### Working data
——————————

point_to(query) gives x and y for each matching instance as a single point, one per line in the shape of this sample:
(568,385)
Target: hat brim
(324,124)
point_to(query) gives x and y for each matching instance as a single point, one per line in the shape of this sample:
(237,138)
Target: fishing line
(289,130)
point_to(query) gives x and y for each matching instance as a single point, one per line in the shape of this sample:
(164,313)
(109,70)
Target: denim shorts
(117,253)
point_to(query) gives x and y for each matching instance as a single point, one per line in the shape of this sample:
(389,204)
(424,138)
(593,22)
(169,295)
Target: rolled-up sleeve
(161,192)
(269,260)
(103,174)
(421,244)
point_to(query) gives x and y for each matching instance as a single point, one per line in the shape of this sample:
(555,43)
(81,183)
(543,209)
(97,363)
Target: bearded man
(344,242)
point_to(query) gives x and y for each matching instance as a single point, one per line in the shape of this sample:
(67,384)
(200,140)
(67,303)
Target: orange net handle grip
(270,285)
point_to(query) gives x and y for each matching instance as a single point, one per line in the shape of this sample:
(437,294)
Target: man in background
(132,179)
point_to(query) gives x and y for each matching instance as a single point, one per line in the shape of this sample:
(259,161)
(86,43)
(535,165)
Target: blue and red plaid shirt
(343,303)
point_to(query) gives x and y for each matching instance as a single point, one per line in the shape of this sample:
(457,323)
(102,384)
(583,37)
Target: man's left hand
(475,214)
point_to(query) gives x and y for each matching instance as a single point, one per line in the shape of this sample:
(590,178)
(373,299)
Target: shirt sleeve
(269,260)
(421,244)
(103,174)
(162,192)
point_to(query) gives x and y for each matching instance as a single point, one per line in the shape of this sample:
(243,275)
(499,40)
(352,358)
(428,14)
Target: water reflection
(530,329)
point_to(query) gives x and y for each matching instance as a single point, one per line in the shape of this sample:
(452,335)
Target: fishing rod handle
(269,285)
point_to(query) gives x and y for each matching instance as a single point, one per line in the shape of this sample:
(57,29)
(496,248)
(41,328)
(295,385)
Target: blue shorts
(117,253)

——————————

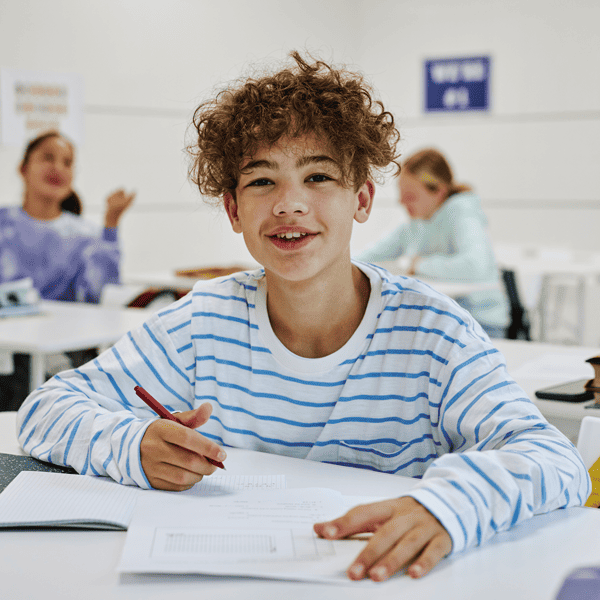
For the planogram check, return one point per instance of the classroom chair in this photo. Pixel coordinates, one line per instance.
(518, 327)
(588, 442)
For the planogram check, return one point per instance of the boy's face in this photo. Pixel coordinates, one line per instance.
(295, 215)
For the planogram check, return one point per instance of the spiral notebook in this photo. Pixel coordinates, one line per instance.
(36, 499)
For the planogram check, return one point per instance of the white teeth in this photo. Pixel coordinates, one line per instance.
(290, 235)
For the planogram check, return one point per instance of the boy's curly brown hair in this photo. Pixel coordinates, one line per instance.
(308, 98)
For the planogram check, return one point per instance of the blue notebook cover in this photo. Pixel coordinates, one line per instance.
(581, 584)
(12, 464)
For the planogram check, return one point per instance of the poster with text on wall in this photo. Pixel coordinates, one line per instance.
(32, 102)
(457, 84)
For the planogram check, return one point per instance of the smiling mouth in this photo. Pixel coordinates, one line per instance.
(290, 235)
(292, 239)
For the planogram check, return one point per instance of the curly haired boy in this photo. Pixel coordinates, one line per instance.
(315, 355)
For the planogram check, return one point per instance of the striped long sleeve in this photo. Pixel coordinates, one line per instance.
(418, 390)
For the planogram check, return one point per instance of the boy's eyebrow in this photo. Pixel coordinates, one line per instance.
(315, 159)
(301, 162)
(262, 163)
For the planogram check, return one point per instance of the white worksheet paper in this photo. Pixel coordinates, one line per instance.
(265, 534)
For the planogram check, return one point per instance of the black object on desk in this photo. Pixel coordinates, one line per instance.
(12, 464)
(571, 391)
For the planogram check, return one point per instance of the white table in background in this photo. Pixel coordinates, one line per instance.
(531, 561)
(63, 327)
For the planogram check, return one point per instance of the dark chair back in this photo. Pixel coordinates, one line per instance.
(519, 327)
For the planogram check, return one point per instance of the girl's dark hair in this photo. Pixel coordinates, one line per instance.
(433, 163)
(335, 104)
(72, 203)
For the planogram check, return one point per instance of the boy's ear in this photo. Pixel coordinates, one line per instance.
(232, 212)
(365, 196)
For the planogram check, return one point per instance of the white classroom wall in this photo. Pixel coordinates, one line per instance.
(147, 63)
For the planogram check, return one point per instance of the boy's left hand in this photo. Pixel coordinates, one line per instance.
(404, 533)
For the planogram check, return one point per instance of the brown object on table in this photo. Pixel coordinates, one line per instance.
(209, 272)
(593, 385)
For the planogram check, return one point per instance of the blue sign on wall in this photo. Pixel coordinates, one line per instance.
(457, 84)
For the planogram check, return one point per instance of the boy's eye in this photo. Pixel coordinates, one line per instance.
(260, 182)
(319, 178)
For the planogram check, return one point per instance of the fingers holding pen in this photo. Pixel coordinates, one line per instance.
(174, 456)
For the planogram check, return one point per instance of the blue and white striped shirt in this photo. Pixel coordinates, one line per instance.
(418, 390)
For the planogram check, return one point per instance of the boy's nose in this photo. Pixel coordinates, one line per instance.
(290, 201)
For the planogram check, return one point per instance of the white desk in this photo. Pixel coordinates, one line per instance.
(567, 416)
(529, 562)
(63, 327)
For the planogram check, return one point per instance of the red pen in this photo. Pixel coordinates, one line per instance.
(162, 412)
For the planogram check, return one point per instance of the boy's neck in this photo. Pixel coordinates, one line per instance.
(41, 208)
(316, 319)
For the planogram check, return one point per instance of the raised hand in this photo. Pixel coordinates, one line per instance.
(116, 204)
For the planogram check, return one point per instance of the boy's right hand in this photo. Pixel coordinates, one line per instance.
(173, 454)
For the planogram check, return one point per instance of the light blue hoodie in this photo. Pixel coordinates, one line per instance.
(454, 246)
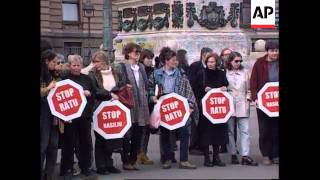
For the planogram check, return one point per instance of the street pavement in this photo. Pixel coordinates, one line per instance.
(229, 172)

——————————

Count the lines in the rows above that contain the word "background", and reply with the number alone.

### The output
2